# Source extract:
- Genre: variety
- Created by: David Marsden
- Starring: Lossen Chambers Karen Campbell Stephen Coulson Jacques Lalonde Paula Rempel Martin Cummins
- Country of origin: Canada
- No. of seasons: 1
- No. of episodes: 11

Production
- Production locations: Vancouver, British Columbia

Original release
- Network: CBC Television
- Release: January 13, 1989 – April 1989

= Pilot One =

Pilot One is a Canadian television variety series, which aired in 1989 on CBC Television. A late-night series aimed at teenagers, the series mixed music, interviews, informational segments, commentary and comedy sketches.

Created by David Marsden after his departure from CFNY-FM, the series was originally planned to air five nights a week but was scaled back to a weekly series in advance of its premiere. It was taped in a studio converted from warehouse space on the former Expo 86 site.

The show's hosts were Lossen Chambers, Karen Campbell, Stephen Coulson, Jacques Lalonde, Paula Rempel and Martin Cummins. Contributors to the program included punk musician Chris Houston as a writer, and sex educator Sue Johansen as host of a sex and relationship advice segment. The show's cancellation was announced on April 7, 1989 due to budgetary pressures at the CBC. Despite the cancellation, the series was later sold to BBC Two in the United Kingdom, where it provided popular exposure to musical guests such as The Pursuit of Happiness and Sarah McLachlan.

# Actions to take:
A - According to the Pilot One article, on what date was the show's cancellation announced?
B - Rewrite the passage of the Pilot One article starting at "The show's hosts" and ending at "and Sarah McLachlan.", putting "presenters" in place of "hosts".
C - Name every host of the show given in the Pilot One article.

# Information supplied:
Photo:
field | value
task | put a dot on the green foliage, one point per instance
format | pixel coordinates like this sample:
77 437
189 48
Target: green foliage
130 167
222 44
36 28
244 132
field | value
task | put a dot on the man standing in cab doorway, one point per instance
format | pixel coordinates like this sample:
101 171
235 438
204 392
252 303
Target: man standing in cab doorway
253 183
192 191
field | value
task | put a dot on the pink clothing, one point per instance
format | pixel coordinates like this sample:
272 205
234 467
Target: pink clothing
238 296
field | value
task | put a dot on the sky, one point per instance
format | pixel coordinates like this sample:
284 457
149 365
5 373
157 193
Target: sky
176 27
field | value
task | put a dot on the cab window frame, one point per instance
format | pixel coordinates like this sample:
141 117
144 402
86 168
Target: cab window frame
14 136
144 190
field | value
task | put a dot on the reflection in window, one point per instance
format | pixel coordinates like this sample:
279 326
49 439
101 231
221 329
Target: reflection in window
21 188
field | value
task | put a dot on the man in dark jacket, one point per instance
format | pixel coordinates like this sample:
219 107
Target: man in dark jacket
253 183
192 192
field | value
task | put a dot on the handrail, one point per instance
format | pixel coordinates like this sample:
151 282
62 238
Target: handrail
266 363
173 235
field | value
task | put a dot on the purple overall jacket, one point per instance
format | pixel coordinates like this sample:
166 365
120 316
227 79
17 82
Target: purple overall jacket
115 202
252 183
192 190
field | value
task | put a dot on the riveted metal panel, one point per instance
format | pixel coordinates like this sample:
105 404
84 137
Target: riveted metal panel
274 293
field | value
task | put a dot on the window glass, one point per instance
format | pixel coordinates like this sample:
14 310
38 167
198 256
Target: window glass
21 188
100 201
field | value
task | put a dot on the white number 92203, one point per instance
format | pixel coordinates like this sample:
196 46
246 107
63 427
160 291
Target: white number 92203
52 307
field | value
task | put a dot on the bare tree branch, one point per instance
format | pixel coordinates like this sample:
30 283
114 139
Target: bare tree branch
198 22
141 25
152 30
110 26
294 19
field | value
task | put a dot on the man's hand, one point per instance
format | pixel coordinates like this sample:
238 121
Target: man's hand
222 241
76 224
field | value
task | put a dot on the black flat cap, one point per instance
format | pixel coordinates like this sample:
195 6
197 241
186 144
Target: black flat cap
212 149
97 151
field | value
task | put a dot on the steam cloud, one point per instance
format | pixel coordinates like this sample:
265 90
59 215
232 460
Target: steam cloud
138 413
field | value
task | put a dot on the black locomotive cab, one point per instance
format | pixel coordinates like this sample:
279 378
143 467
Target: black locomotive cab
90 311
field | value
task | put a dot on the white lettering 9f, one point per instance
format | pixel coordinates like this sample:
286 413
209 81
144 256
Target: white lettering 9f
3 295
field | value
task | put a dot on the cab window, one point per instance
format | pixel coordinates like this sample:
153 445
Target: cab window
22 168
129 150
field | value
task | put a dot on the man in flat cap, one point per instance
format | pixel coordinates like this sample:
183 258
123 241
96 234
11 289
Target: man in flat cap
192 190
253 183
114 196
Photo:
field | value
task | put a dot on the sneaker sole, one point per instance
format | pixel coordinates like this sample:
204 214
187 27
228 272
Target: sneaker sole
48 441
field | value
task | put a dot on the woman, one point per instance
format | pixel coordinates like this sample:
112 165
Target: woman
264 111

# Answer list:
A - April 7, 1989

B -
The show's presenters were Lossen Chambers, Karen Campbell, Stephen Coulson, Jacques Lalonde, Paula Rempel and Martin Cummins. Contributors to the program included punk musician Chris Houston as a writer, and sex educator Sue Johansen as host of a sex and relationship advice segment. The show's cancellation was announced on April 7, 1989 due to budgetary pressures at the CBC. Despite the cancellation, the series was later sold to BBC Two in the United Kingdom, where it provided popular exposure to musical guests such as The Pursuit of Happiness and Sarah McLachlan.

C - Lossen Chambers, Karen Campbell, Stephen Coulson, Jacques Lalonde, Paula Rempel, Martin Cummins